__RECORDS FOR THIS EXERCISE__:

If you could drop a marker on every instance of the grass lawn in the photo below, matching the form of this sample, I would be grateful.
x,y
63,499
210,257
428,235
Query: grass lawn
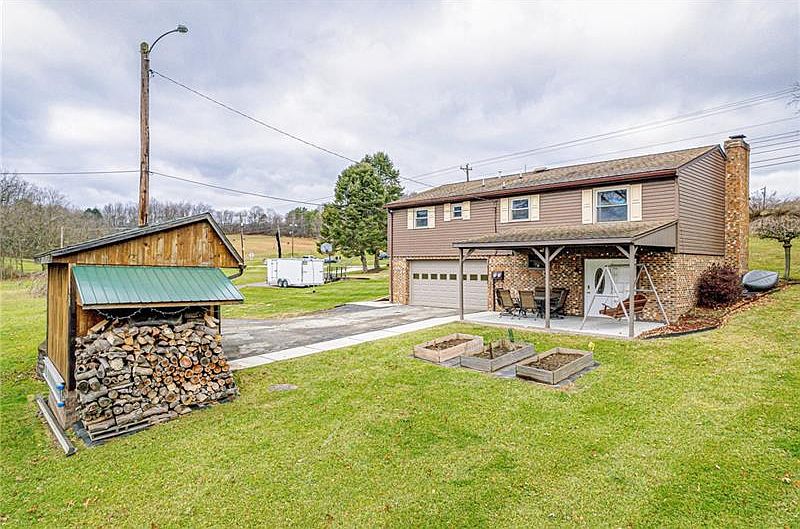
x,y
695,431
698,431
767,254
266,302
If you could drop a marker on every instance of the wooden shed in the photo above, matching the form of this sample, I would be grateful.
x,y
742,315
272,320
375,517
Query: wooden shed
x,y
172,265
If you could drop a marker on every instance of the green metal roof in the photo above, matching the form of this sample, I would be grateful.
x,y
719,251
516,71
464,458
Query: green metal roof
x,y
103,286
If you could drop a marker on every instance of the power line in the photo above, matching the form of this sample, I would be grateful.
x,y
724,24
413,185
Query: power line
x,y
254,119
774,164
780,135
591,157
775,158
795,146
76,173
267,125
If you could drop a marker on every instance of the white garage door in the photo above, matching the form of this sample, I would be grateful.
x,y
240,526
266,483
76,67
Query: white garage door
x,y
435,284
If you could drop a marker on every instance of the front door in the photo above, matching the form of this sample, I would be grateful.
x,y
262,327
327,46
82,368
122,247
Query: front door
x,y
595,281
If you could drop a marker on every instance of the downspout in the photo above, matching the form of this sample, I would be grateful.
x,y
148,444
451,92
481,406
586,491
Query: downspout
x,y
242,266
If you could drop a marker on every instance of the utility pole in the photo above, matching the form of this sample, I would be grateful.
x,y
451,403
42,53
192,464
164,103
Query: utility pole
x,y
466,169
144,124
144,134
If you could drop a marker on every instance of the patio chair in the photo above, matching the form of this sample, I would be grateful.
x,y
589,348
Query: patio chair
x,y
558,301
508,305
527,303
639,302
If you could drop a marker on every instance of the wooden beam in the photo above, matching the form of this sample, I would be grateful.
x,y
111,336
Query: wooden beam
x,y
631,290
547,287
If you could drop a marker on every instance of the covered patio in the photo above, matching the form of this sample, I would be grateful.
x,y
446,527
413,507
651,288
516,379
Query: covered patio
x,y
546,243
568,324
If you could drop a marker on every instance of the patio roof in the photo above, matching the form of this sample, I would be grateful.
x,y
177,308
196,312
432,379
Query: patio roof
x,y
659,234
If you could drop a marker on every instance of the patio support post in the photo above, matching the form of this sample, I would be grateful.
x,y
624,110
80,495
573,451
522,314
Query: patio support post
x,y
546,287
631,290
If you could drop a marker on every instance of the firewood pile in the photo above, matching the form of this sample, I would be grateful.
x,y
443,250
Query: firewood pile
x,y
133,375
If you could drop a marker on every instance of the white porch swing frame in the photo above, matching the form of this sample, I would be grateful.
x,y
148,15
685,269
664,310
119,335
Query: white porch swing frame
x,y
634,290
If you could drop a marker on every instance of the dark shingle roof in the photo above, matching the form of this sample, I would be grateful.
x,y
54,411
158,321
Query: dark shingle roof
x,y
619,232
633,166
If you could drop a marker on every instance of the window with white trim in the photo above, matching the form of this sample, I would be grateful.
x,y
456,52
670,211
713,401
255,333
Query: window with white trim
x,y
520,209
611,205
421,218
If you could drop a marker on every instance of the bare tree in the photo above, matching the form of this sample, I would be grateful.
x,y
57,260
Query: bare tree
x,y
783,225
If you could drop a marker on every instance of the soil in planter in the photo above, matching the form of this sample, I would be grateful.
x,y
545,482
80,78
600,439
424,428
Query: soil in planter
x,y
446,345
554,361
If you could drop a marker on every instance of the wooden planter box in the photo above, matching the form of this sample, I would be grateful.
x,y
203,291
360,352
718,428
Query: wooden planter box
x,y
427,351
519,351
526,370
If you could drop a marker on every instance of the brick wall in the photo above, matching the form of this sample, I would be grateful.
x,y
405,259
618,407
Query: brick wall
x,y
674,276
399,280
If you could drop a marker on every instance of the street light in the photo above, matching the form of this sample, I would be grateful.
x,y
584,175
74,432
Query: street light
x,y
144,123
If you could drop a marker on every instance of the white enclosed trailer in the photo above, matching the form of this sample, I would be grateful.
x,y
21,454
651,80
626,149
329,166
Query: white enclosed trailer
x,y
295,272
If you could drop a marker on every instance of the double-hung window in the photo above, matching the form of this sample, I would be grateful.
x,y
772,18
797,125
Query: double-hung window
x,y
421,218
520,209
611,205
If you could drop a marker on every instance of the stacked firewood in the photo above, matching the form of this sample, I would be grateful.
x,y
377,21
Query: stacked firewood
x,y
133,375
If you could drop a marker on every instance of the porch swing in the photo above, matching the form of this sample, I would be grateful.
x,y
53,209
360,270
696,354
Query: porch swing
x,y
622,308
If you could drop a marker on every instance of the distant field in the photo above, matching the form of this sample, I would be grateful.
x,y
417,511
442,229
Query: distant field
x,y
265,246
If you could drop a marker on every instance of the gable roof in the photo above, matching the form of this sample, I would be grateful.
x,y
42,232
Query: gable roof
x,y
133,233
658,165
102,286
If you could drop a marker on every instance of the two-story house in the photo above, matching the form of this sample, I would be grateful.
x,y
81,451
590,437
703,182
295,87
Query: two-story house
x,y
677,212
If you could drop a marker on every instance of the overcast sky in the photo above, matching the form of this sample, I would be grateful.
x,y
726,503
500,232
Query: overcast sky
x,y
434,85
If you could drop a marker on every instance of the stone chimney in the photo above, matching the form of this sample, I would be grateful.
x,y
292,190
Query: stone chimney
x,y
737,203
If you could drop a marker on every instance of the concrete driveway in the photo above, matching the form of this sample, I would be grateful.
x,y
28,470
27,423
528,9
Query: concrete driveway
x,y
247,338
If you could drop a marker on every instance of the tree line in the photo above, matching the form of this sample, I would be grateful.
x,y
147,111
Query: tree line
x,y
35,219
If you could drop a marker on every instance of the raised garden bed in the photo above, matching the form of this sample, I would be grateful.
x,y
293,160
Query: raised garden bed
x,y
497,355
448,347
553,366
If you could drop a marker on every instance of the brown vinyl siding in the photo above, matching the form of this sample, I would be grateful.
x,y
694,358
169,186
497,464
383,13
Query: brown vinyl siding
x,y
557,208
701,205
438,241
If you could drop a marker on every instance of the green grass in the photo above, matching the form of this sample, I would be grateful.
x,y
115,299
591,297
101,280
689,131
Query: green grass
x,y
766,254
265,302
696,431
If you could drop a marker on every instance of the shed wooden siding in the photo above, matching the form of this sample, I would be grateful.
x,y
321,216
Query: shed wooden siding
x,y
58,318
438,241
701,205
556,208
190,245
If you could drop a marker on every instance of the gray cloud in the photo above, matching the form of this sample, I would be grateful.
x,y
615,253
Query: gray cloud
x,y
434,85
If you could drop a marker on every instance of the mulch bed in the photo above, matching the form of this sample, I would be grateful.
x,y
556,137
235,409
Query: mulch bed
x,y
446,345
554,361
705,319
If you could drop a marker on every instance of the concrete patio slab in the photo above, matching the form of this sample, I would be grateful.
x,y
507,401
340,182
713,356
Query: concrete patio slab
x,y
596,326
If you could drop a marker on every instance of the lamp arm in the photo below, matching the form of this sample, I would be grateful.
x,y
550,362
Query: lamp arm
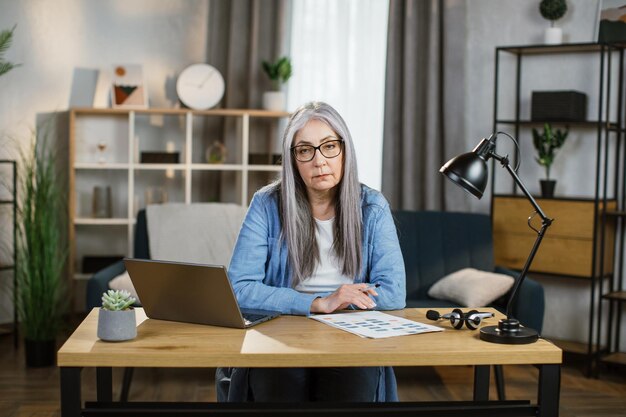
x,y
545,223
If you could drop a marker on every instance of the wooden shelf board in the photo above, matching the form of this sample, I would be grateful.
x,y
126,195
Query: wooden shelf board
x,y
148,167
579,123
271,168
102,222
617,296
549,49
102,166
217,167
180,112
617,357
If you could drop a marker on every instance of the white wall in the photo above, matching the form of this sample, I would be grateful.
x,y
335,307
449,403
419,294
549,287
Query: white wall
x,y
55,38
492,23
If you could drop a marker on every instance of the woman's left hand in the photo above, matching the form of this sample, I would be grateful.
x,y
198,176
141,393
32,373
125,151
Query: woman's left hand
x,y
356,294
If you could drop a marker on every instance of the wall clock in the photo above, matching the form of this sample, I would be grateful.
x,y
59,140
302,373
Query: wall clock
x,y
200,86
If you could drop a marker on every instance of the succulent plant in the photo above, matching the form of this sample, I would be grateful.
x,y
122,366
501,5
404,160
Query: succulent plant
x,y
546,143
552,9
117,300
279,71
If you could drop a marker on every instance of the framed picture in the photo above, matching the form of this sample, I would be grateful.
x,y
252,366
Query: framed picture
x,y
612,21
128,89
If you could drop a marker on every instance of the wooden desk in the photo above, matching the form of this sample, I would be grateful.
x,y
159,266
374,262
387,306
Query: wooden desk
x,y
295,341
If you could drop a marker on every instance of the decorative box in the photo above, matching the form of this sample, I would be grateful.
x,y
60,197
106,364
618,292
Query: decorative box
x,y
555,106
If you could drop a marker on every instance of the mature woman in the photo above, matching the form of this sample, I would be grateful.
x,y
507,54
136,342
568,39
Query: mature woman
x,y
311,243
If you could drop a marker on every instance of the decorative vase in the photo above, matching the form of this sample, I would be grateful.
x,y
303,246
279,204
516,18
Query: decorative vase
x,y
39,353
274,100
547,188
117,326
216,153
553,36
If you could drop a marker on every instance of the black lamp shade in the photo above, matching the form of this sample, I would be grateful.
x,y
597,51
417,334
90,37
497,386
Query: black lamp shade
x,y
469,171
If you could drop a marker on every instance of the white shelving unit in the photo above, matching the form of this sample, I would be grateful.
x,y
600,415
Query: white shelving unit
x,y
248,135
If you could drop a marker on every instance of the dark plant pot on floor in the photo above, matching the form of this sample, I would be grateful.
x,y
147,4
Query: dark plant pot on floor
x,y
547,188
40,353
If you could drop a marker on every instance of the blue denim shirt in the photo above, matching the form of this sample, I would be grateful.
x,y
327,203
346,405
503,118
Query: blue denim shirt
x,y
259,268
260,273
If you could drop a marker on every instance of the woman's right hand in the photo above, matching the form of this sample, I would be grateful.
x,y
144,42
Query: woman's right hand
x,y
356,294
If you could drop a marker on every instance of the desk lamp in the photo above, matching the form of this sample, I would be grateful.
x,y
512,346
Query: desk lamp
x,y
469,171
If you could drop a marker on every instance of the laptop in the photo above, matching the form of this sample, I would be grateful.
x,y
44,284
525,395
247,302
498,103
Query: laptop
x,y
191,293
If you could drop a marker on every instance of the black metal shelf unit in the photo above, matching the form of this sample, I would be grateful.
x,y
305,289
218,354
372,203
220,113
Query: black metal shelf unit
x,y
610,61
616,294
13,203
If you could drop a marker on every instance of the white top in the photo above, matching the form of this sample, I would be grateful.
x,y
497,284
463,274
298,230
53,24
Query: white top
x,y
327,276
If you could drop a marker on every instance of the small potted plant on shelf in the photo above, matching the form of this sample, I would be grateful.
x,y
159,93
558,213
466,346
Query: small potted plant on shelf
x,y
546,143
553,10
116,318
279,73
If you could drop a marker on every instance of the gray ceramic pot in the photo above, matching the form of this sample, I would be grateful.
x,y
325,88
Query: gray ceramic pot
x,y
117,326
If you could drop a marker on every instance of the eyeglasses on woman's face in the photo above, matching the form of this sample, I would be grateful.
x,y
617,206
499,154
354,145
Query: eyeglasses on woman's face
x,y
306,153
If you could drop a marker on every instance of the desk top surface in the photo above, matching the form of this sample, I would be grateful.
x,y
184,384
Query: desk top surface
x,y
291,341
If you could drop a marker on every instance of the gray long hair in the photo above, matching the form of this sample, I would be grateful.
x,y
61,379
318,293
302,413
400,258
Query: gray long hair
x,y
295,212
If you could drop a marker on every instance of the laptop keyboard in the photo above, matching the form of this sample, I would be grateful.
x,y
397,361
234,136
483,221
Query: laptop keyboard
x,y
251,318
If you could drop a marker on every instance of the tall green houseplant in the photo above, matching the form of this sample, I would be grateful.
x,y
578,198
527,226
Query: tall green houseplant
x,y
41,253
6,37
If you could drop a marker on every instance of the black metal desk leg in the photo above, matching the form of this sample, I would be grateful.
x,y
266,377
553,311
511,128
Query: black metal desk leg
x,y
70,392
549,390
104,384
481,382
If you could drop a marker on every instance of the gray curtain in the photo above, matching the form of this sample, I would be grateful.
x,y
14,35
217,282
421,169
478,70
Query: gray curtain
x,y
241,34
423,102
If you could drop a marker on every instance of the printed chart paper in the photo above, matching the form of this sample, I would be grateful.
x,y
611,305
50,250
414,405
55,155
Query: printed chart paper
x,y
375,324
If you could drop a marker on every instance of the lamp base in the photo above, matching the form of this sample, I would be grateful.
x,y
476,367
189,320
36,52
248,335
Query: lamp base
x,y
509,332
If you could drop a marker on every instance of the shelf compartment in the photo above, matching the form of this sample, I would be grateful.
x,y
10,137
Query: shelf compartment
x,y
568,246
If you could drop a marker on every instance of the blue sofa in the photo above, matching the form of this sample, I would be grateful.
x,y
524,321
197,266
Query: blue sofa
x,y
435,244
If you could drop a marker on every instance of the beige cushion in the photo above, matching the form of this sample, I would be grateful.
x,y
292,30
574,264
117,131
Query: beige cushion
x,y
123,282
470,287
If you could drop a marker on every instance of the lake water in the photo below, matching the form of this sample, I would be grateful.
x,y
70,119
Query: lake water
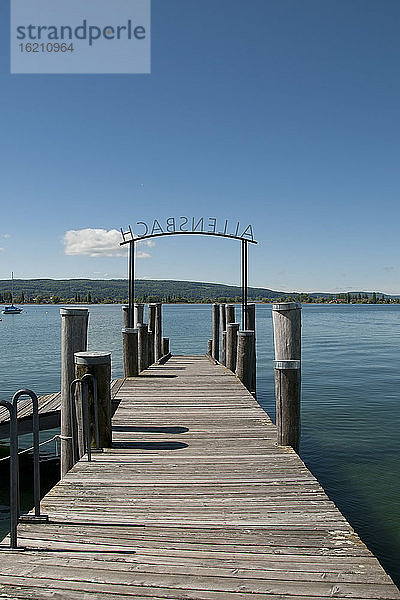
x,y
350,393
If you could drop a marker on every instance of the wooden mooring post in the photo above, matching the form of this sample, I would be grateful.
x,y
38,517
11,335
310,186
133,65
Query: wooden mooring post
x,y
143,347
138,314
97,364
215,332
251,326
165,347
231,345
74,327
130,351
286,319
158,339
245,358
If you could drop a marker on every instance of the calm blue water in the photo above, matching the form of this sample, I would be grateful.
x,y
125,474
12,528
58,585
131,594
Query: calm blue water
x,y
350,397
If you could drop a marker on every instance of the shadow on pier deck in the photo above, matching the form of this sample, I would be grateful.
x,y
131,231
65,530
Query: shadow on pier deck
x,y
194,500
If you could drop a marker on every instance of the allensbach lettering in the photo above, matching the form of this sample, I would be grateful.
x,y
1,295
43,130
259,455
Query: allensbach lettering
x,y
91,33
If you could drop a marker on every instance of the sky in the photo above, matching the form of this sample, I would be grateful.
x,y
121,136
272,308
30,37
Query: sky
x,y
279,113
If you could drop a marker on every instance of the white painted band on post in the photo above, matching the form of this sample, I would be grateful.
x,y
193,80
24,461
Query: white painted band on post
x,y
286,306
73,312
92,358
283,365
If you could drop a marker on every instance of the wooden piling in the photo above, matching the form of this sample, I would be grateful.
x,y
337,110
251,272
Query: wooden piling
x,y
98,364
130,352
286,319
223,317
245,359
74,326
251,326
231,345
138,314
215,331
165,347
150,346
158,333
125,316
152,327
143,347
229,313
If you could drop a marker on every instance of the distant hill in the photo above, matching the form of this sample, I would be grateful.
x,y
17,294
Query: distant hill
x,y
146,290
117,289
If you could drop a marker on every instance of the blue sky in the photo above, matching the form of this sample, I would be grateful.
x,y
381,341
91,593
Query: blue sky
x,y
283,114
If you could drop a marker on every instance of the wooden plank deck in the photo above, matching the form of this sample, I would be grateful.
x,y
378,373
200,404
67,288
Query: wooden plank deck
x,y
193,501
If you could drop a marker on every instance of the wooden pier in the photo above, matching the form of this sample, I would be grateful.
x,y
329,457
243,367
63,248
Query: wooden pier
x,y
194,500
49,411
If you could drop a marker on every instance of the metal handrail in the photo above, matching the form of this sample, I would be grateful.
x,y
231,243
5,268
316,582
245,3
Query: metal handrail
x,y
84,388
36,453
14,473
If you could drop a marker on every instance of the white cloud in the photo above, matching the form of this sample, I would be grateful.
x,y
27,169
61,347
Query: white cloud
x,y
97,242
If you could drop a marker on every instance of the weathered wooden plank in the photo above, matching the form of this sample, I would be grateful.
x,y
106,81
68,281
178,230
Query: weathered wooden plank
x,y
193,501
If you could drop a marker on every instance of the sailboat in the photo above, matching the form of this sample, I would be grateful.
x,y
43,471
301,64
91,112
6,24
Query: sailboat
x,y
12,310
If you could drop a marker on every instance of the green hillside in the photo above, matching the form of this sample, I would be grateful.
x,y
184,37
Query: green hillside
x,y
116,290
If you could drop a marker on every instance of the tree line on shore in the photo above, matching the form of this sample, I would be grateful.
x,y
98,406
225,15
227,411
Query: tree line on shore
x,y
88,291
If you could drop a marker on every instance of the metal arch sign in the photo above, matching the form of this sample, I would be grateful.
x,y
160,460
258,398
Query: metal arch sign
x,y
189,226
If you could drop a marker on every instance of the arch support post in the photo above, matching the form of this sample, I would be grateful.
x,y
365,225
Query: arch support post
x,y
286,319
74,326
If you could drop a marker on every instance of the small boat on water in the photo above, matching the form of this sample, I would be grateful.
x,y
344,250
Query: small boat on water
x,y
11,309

__YOUR INSTRUCTIONS__: What are the lines from the one with "of the sailboat" through the last line of the records above? Quote them exactly and add nothing.

__FINISHED EXERCISE__:
If you could drop a marker on every instance of the sailboat in the photo above, matching the form of this sample, I would be grateful.
x,y
43,471
301,64
91,112
6,24
Query: sailboat
x,y
12,310
If you could drop a marker on every instance of the green hillside in the photo above, matching the form of this sample, I would be grateful.
x,y
184,37
Query: green hillside
x,y
116,290
If you could drop a marker on every instance of the tree line on shore in the photo above, matching the form of this sample, I would be grateful.
x,y
98,406
225,15
227,411
Query: tree line on shore
x,y
88,291
If you could drop a marker on every instance of the metal arch sign in the photo above, matching the form of this sample, I would be grateful.
x,y
160,460
258,398
Query: metal arch sign
x,y
189,226
If you could drop a marker on every instance of the arch support post in the photo above, matching the form of this sample, I would be grateful.
x,y
365,225
Query: arch support post
x,y
286,319
74,326
If you could drop a marker on every instance of the small boat on water in the photo above, matching the form of this sample, I would be grateful.
x,y
344,250
Query: small boat on water
x,y
11,309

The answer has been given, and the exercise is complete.